WHAT IS EXPECTED:
Gather every line of the records that contains the word "clicks", and copy each one in full. Case counts.
*** Begin section ***
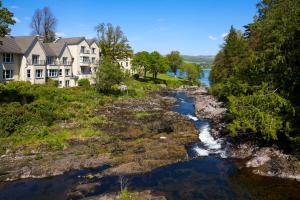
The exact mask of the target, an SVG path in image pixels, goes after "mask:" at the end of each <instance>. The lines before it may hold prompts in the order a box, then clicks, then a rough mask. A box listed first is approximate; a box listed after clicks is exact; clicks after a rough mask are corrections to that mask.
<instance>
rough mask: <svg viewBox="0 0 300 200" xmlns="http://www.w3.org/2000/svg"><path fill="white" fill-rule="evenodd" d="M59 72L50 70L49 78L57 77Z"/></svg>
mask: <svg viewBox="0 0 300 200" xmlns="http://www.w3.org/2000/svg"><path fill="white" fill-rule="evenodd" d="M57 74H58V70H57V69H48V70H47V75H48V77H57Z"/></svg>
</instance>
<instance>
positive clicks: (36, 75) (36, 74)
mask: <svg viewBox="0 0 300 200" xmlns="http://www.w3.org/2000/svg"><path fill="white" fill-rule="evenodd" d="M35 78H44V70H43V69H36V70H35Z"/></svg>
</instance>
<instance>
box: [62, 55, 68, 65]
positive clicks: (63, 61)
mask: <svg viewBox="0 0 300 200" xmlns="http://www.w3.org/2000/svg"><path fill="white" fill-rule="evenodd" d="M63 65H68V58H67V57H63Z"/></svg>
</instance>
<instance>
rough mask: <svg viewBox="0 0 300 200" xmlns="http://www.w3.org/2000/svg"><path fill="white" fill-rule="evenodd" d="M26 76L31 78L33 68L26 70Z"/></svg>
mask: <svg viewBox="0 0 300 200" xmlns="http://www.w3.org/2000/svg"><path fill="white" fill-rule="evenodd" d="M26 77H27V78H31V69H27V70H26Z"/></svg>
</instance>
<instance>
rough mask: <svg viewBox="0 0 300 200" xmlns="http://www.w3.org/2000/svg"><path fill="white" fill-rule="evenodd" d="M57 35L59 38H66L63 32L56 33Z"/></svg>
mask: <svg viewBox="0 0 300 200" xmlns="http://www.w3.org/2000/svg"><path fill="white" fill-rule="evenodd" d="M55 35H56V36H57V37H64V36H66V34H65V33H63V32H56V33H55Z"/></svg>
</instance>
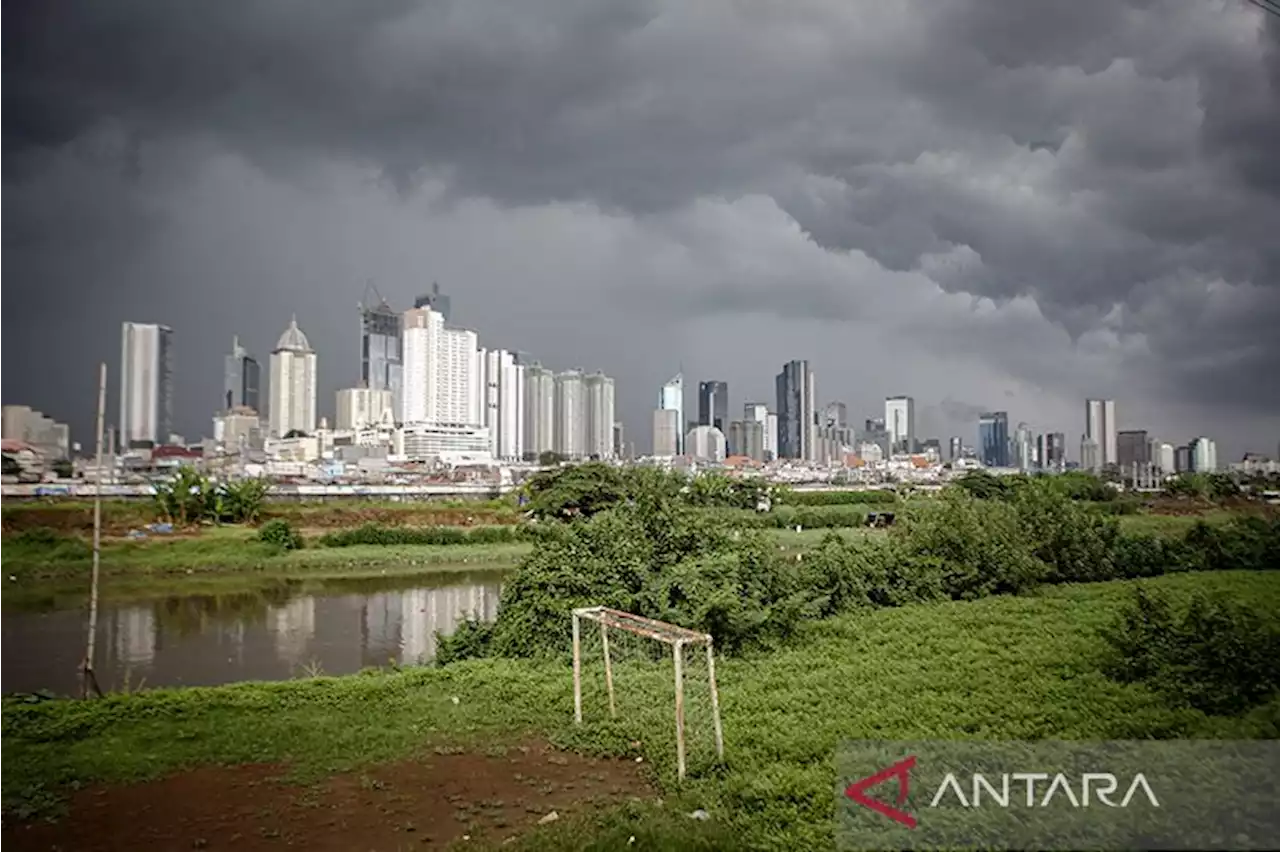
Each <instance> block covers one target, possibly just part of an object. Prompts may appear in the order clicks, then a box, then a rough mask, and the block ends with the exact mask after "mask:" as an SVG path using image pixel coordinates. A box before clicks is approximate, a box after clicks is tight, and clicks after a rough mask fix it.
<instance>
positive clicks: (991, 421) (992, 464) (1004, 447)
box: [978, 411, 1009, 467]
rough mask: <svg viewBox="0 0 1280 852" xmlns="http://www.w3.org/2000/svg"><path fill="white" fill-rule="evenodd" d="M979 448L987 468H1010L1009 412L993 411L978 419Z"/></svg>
*** End section ***
EXERCISE ANSWER:
The exact mask of the target, an SVG path in image pixels, goes after "mask:" at the end of each <instance>. The lines before it may hold prompts in the order a box, then clicks, then a rough mask. A box listed first is approximate; a box listed after clicks is exact; clicks after a rough mask are corrections to that mask.
positive clicks: (36, 75) (36, 74)
positive clicks: (63, 61)
Each <instance> block covers one target, possibly just part of an object. Prompts may appear in the order clicks, then a box, then a rough mask, and the block ends with the exact mask after "mask:" as an SVG path using image pixel coordinates. A box before clicks is approximate, a box after clicks is tight, and clicks after a rough mask fix it.
positive clicks: (991, 421) (992, 464) (1004, 447)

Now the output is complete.